**Problem statement**
Which lines in the items below contain the string "boxes"? Gather each of them and copy it out in full.

**Dataset records**
▬▬▬▬▬▬▬▬▬▬
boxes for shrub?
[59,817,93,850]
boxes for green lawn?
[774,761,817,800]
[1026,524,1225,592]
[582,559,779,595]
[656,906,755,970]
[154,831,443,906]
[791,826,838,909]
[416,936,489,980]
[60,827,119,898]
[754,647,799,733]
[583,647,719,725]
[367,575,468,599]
▬▬▬▬▬▬▬▬▬▬
**Finished task**
boxes for shrub?
boxes for green lawn?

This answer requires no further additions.